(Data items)

※ ※ ※

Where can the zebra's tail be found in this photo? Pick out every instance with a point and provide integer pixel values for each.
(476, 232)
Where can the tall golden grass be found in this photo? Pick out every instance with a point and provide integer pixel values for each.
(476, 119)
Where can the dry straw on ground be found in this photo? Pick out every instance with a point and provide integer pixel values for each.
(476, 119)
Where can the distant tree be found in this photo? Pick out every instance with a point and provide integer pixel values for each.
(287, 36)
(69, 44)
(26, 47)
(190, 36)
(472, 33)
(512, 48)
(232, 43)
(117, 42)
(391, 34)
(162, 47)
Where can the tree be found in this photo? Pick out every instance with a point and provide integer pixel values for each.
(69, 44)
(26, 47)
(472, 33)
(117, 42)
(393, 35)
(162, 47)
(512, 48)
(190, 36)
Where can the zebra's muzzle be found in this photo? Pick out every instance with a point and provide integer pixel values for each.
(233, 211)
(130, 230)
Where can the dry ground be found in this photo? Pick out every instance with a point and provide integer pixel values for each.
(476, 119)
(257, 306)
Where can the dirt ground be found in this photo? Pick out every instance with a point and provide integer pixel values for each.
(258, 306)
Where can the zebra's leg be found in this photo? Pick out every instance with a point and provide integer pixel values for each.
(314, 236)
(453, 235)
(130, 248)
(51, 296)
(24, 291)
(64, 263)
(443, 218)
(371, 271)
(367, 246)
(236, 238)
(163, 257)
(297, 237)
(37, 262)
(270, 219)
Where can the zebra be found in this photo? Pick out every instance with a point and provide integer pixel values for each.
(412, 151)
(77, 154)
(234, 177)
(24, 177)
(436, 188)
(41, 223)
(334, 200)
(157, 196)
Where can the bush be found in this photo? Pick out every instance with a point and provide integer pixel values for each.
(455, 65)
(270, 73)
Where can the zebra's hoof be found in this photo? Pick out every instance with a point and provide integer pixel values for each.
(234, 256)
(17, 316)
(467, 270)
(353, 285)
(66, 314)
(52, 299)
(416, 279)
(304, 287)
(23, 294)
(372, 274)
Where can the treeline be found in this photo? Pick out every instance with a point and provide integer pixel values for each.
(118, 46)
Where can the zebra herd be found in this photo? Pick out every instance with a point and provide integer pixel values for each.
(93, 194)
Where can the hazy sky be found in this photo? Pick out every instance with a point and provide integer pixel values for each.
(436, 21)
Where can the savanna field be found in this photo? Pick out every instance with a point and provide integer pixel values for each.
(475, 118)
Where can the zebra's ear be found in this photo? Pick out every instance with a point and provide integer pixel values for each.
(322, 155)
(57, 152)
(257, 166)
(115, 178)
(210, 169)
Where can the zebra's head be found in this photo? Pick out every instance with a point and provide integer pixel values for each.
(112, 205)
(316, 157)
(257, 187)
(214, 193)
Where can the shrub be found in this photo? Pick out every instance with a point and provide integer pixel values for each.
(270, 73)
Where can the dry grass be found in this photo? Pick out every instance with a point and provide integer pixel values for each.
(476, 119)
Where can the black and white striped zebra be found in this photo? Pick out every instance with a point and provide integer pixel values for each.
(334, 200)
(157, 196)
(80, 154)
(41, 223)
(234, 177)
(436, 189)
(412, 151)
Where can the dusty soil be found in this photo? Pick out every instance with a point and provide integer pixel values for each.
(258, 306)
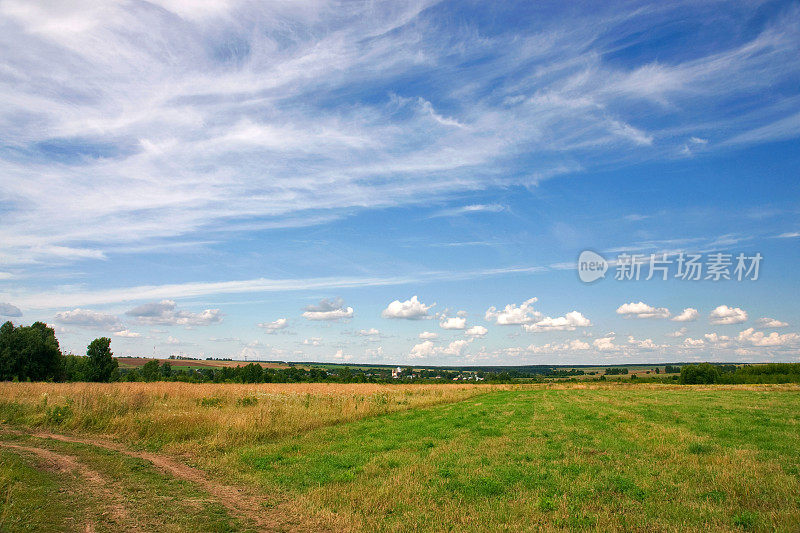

※ ※ ※

» **Short problem**
Count the lines in the data that contain the word "grass". Give only the number.

» **Result**
2